- **WHAT TO DO**
Count the lines in the material that contain the string "rear" and give only that number.

- **EXERCISE MATERIALS**

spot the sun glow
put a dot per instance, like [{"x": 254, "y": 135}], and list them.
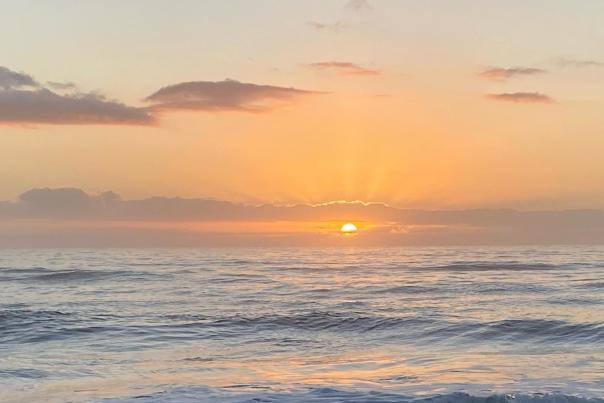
[{"x": 348, "y": 228}]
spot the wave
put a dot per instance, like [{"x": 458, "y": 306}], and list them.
[
  {"x": 493, "y": 266},
  {"x": 331, "y": 395},
  {"x": 36, "y": 326},
  {"x": 42, "y": 274}
]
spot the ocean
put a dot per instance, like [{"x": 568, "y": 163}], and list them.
[{"x": 297, "y": 325}]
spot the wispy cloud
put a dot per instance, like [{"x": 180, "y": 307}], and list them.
[
  {"x": 522, "y": 97},
  {"x": 25, "y": 101},
  {"x": 358, "y": 5},
  {"x": 227, "y": 95},
  {"x": 502, "y": 74},
  {"x": 334, "y": 27},
  {"x": 562, "y": 62},
  {"x": 11, "y": 79},
  {"x": 71, "y": 217},
  {"x": 344, "y": 68}
]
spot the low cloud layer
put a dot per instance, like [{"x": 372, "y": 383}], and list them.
[
  {"x": 25, "y": 101},
  {"x": 71, "y": 217},
  {"x": 227, "y": 95},
  {"x": 502, "y": 74},
  {"x": 522, "y": 97},
  {"x": 344, "y": 68}
]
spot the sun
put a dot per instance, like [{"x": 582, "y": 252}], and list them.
[{"x": 349, "y": 228}]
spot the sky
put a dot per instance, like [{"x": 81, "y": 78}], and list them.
[{"x": 416, "y": 105}]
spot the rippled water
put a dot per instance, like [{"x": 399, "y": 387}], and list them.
[{"x": 438, "y": 324}]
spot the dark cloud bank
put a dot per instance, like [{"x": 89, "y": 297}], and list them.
[
  {"x": 48, "y": 217},
  {"x": 25, "y": 101}
]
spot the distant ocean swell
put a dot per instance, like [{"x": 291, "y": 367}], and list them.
[
  {"x": 490, "y": 325},
  {"x": 64, "y": 325}
]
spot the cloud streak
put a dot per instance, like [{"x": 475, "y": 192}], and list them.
[
  {"x": 502, "y": 74},
  {"x": 522, "y": 97},
  {"x": 25, "y": 101},
  {"x": 344, "y": 68},
  {"x": 334, "y": 27},
  {"x": 358, "y": 5},
  {"x": 227, "y": 95}
]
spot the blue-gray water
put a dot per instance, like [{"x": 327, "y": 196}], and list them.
[{"x": 328, "y": 325}]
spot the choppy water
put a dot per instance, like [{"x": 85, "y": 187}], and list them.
[{"x": 328, "y": 325}]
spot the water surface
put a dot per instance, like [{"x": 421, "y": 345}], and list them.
[{"x": 390, "y": 324}]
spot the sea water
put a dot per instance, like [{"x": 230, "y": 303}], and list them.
[{"x": 325, "y": 325}]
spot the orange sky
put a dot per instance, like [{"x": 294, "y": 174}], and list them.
[{"x": 408, "y": 103}]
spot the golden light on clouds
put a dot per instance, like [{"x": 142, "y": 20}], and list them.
[{"x": 349, "y": 228}]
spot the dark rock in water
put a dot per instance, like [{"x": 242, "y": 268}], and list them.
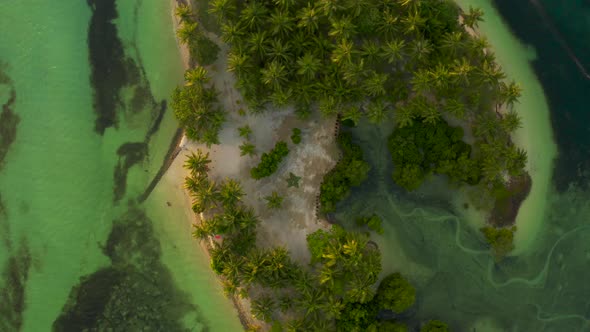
[
  {"x": 129, "y": 155},
  {"x": 506, "y": 207},
  {"x": 135, "y": 293},
  {"x": 8, "y": 124},
  {"x": 15, "y": 274}
]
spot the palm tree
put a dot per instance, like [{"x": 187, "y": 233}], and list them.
[
  {"x": 308, "y": 66},
  {"x": 405, "y": 116},
  {"x": 491, "y": 74},
  {"x": 342, "y": 28},
  {"x": 232, "y": 268},
  {"x": 184, "y": 13},
  {"x": 461, "y": 70},
  {"x": 197, "y": 163},
  {"x": 374, "y": 85},
  {"x": 370, "y": 51},
  {"x": 353, "y": 72},
  {"x": 376, "y": 111},
  {"x": 279, "y": 264},
  {"x": 420, "y": 49},
  {"x": 410, "y": 5},
  {"x": 343, "y": 52},
  {"x": 332, "y": 307},
  {"x": 393, "y": 50},
  {"x": 388, "y": 24},
  {"x": 248, "y": 219},
  {"x": 281, "y": 96},
  {"x": 206, "y": 198},
  {"x": 309, "y": 18},
  {"x": 280, "y": 51},
  {"x": 194, "y": 183},
  {"x": 430, "y": 114},
  {"x": 355, "y": 7},
  {"x": 274, "y": 200},
  {"x": 254, "y": 15},
  {"x": 486, "y": 125},
  {"x": 360, "y": 288},
  {"x": 509, "y": 93},
  {"x": 262, "y": 308},
  {"x": 196, "y": 76},
  {"x": 303, "y": 281},
  {"x": 440, "y": 77},
  {"x": 455, "y": 108},
  {"x": 422, "y": 81},
  {"x": 452, "y": 42},
  {"x": 255, "y": 263},
  {"x": 472, "y": 18},
  {"x": 330, "y": 7},
  {"x": 328, "y": 105},
  {"x": 187, "y": 31},
  {"x": 284, "y": 4},
  {"x": 230, "y": 192},
  {"x": 231, "y": 32},
  {"x": 352, "y": 113},
  {"x": 281, "y": 23},
  {"x": 511, "y": 121},
  {"x": 245, "y": 131},
  {"x": 477, "y": 45},
  {"x": 275, "y": 74},
  {"x": 238, "y": 61},
  {"x": 259, "y": 43},
  {"x": 223, "y": 9}
]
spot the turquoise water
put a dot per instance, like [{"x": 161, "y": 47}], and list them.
[
  {"x": 83, "y": 130},
  {"x": 430, "y": 236}
]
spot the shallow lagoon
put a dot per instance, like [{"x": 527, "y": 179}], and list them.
[
  {"x": 74, "y": 245},
  {"x": 433, "y": 239}
]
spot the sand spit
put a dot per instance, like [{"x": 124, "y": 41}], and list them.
[
  {"x": 311, "y": 159},
  {"x": 536, "y": 134}
]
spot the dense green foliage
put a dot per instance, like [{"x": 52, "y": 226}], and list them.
[
  {"x": 500, "y": 239},
  {"x": 334, "y": 293},
  {"x": 435, "y": 326},
  {"x": 395, "y": 293},
  {"x": 202, "y": 49},
  {"x": 196, "y": 108},
  {"x": 422, "y": 148},
  {"x": 350, "y": 171},
  {"x": 296, "y": 136},
  {"x": 373, "y": 222},
  {"x": 269, "y": 161}
]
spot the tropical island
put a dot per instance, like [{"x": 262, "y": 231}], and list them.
[{"x": 280, "y": 85}]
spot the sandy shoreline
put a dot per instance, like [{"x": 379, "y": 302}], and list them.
[
  {"x": 535, "y": 136},
  {"x": 313, "y": 157}
]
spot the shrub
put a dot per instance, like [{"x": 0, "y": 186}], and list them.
[
  {"x": 269, "y": 162},
  {"x": 500, "y": 239}
]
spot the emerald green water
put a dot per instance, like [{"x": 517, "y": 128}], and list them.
[
  {"x": 434, "y": 240},
  {"x": 62, "y": 218}
]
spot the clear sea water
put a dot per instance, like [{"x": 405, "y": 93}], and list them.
[
  {"x": 434, "y": 240},
  {"x": 83, "y": 130}
]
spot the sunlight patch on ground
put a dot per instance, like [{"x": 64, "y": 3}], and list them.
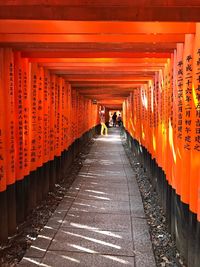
[{"x": 94, "y": 240}]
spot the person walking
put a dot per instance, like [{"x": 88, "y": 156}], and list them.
[
  {"x": 114, "y": 117},
  {"x": 119, "y": 120},
  {"x": 103, "y": 125}
]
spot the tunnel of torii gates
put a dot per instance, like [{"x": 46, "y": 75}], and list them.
[{"x": 62, "y": 64}]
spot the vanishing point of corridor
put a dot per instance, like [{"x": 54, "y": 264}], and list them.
[{"x": 101, "y": 221}]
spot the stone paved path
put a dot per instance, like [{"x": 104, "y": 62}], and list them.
[{"x": 101, "y": 221}]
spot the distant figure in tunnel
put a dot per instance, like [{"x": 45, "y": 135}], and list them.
[
  {"x": 103, "y": 125},
  {"x": 119, "y": 120},
  {"x": 114, "y": 118}
]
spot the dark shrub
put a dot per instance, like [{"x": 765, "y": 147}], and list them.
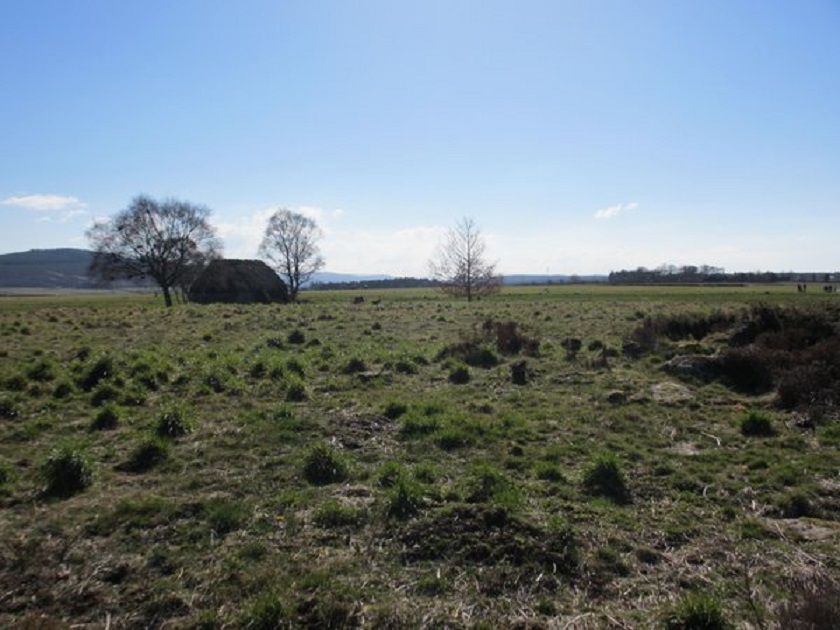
[
  {"x": 572, "y": 346},
  {"x": 394, "y": 410},
  {"x": 796, "y": 504},
  {"x": 17, "y": 383},
  {"x": 509, "y": 338},
  {"x": 103, "y": 394},
  {"x": 803, "y": 385},
  {"x": 755, "y": 424},
  {"x": 107, "y": 418},
  {"x": 604, "y": 478},
  {"x": 459, "y": 375},
  {"x": 748, "y": 370},
  {"x": 8, "y": 408},
  {"x": 405, "y": 367},
  {"x": 63, "y": 389},
  {"x": 519, "y": 373},
  {"x": 173, "y": 424},
  {"x": 66, "y": 472},
  {"x": 324, "y": 465}
]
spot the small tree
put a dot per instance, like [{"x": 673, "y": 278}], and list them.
[
  {"x": 168, "y": 241},
  {"x": 460, "y": 263},
  {"x": 290, "y": 245}
]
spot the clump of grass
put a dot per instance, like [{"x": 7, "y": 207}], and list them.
[
  {"x": 296, "y": 392},
  {"x": 66, "y": 471},
  {"x": 42, "y": 371},
  {"x": 451, "y": 438},
  {"x": 813, "y": 602},
  {"x": 9, "y": 407},
  {"x": 296, "y": 337},
  {"x": 354, "y": 366},
  {"x": 62, "y": 389},
  {"x": 419, "y": 425},
  {"x": 405, "y": 366},
  {"x": 173, "y": 424},
  {"x": 103, "y": 394},
  {"x": 756, "y": 424},
  {"x": 147, "y": 454},
  {"x": 405, "y": 498},
  {"x": 324, "y": 465},
  {"x": 605, "y": 478},
  {"x": 389, "y": 473},
  {"x": 697, "y": 611},
  {"x": 269, "y": 612},
  {"x": 225, "y": 516},
  {"x": 488, "y": 484},
  {"x": 102, "y": 368},
  {"x": 17, "y": 383},
  {"x": 334, "y": 515},
  {"x": 394, "y": 410},
  {"x": 107, "y": 418}
]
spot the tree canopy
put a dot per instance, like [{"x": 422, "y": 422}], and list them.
[
  {"x": 290, "y": 244},
  {"x": 169, "y": 241},
  {"x": 461, "y": 265}
]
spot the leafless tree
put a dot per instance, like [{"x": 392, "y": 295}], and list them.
[
  {"x": 290, "y": 244},
  {"x": 461, "y": 264},
  {"x": 168, "y": 241}
]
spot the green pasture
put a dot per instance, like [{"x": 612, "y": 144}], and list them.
[{"x": 397, "y": 459}]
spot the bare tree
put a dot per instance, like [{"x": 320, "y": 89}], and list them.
[
  {"x": 461, "y": 265},
  {"x": 168, "y": 241},
  {"x": 290, "y": 244}
]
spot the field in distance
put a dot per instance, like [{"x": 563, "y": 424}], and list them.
[{"x": 550, "y": 457}]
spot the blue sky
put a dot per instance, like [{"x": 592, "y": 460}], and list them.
[{"x": 582, "y": 136}]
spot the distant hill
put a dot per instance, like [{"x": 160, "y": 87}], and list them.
[
  {"x": 46, "y": 268},
  {"x": 67, "y": 269}
]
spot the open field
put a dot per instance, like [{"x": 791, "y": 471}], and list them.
[{"x": 533, "y": 460}]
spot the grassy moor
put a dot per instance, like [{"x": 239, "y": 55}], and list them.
[{"x": 547, "y": 457}]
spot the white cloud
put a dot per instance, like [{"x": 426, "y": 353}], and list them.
[
  {"x": 46, "y": 203},
  {"x": 613, "y": 211}
]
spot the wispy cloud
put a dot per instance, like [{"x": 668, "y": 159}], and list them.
[
  {"x": 46, "y": 203},
  {"x": 613, "y": 211}
]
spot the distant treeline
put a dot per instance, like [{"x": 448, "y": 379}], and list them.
[
  {"x": 706, "y": 274},
  {"x": 390, "y": 283}
]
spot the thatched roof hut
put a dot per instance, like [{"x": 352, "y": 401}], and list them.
[{"x": 238, "y": 281}]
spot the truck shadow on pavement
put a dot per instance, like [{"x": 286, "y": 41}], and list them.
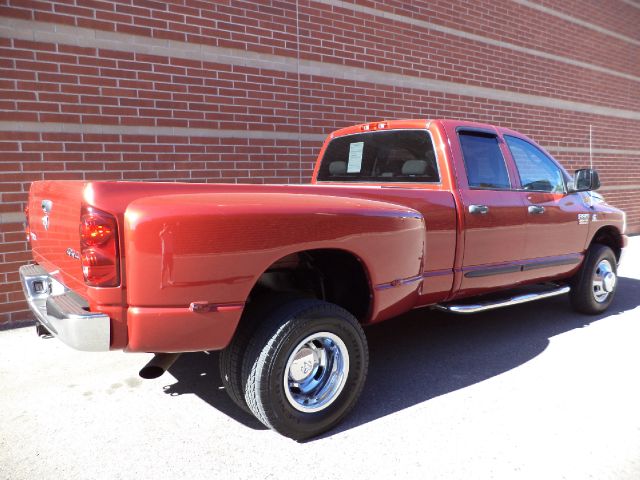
[{"x": 425, "y": 354}]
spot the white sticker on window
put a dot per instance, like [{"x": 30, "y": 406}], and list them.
[{"x": 355, "y": 157}]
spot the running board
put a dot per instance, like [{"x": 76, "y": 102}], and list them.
[{"x": 516, "y": 300}]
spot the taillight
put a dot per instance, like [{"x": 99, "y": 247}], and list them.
[
  {"x": 27, "y": 229},
  {"x": 99, "y": 248}
]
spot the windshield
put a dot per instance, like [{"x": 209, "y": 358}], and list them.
[{"x": 380, "y": 156}]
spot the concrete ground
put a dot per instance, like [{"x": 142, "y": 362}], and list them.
[{"x": 533, "y": 392}]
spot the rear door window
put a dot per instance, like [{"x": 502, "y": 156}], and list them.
[
  {"x": 381, "y": 156},
  {"x": 484, "y": 162}
]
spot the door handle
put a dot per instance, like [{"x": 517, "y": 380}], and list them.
[
  {"x": 478, "y": 209},
  {"x": 535, "y": 209}
]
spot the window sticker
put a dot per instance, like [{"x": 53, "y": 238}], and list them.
[{"x": 354, "y": 164}]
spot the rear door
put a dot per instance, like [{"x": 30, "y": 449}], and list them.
[
  {"x": 493, "y": 212},
  {"x": 555, "y": 230}
]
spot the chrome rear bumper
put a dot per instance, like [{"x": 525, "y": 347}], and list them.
[{"x": 63, "y": 312}]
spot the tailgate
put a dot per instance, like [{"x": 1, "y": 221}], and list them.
[{"x": 54, "y": 221}]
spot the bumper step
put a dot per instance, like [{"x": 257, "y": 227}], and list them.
[{"x": 63, "y": 313}]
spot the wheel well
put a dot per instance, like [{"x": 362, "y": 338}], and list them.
[
  {"x": 610, "y": 237},
  {"x": 336, "y": 276}
]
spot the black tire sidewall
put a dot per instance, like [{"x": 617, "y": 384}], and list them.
[
  {"x": 583, "y": 298},
  {"x": 271, "y": 363}
]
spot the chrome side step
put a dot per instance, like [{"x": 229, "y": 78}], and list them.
[{"x": 515, "y": 300}]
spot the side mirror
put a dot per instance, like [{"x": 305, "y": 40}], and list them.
[{"x": 585, "y": 179}]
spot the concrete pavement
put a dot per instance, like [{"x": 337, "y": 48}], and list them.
[{"x": 529, "y": 392}]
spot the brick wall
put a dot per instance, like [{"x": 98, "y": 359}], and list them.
[{"x": 245, "y": 91}]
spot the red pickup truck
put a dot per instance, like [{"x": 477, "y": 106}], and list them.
[{"x": 451, "y": 215}]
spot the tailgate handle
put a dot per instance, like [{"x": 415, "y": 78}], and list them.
[
  {"x": 478, "y": 209},
  {"x": 535, "y": 209}
]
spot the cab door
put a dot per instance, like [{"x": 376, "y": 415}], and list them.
[
  {"x": 556, "y": 228},
  {"x": 493, "y": 213}
]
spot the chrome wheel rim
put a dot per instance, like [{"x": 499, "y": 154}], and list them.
[
  {"x": 316, "y": 372},
  {"x": 604, "y": 281}
]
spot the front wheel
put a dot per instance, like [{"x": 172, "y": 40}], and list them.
[
  {"x": 594, "y": 286},
  {"x": 305, "y": 367}
]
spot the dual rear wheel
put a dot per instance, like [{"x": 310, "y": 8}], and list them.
[{"x": 300, "y": 368}]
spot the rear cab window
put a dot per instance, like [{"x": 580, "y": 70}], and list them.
[
  {"x": 484, "y": 163},
  {"x": 381, "y": 156}
]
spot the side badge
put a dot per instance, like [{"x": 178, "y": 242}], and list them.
[{"x": 46, "y": 205}]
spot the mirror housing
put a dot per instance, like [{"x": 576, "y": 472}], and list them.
[{"x": 584, "y": 180}]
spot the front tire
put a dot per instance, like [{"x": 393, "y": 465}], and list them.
[
  {"x": 595, "y": 284},
  {"x": 305, "y": 367}
]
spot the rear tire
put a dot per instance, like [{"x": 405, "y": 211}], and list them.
[
  {"x": 305, "y": 367},
  {"x": 595, "y": 284}
]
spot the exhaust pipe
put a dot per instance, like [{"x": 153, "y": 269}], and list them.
[{"x": 159, "y": 364}]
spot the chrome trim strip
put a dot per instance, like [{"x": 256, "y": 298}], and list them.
[
  {"x": 437, "y": 273},
  {"x": 481, "y": 307},
  {"x": 399, "y": 282},
  {"x": 63, "y": 312},
  {"x": 522, "y": 266},
  {"x": 486, "y": 272}
]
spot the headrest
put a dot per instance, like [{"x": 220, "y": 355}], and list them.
[
  {"x": 337, "y": 168},
  {"x": 414, "y": 167}
]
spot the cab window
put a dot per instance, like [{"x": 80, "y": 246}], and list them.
[
  {"x": 537, "y": 171},
  {"x": 483, "y": 160},
  {"x": 381, "y": 156}
]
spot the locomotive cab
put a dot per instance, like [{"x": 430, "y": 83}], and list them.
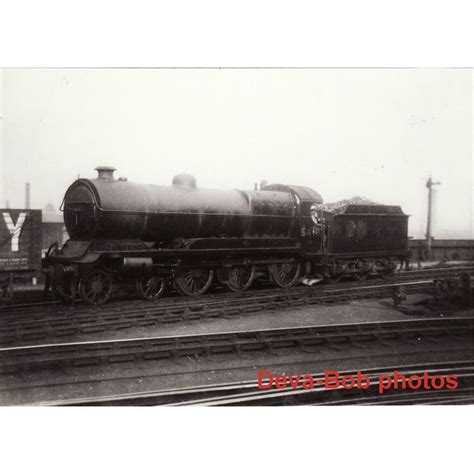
[{"x": 80, "y": 208}]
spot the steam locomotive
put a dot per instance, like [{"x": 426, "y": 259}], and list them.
[{"x": 181, "y": 235}]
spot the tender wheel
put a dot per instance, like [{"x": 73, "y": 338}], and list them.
[
  {"x": 67, "y": 289},
  {"x": 151, "y": 287},
  {"x": 360, "y": 276},
  {"x": 333, "y": 278},
  {"x": 360, "y": 273},
  {"x": 96, "y": 287},
  {"x": 240, "y": 278},
  {"x": 195, "y": 282},
  {"x": 285, "y": 275}
]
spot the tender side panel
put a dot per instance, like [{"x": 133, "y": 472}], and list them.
[{"x": 368, "y": 233}]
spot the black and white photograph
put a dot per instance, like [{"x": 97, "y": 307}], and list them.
[{"x": 236, "y": 237}]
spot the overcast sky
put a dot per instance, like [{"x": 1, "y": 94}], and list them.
[{"x": 344, "y": 132}]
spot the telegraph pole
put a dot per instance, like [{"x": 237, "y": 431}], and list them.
[{"x": 429, "y": 184}]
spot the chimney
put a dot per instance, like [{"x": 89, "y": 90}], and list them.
[
  {"x": 105, "y": 172},
  {"x": 27, "y": 195}
]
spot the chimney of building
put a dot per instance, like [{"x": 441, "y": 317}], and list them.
[
  {"x": 105, "y": 172},
  {"x": 27, "y": 195}
]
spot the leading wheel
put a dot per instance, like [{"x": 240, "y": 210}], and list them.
[
  {"x": 240, "y": 278},
  {"x": 96, "y": 287},
  {"x": 285, "y": 275},
  {"x": 195, "y": 282},
  {"x": 151, "y": 287}
]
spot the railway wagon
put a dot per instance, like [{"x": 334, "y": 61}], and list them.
[
  {"x": 191, "y": 237},
  {"x": 20, "y": 247}
]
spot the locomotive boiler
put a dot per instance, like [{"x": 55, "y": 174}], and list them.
[{"x": 189, "y": 237}]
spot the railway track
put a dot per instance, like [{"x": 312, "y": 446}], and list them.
[
  {"x": 247, "y": 393},
  {"x": 18, "y": 359},
  {"x": 40, "y": 327},
  {"x": 57, "y": 307}
]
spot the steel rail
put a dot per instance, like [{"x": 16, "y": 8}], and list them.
[
  {"x": 41, "y": 356},
  {"x": 398, "y": 277},
  {"x": 36, "y": 328},
  {"x": 192, "y": 394}
]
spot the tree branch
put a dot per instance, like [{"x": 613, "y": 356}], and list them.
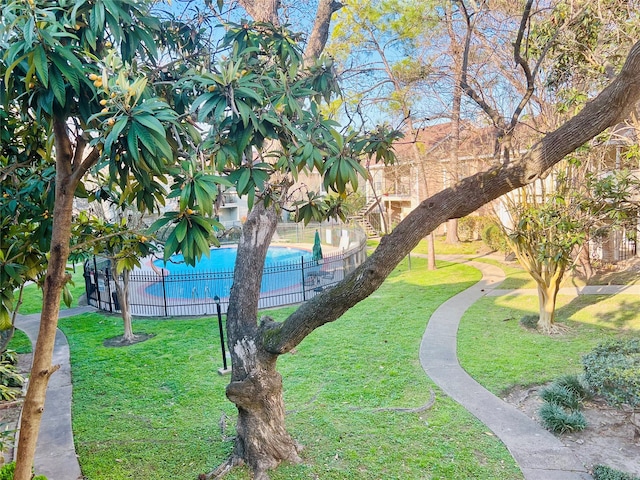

- **SOLUTION FOR THIS TASK**
6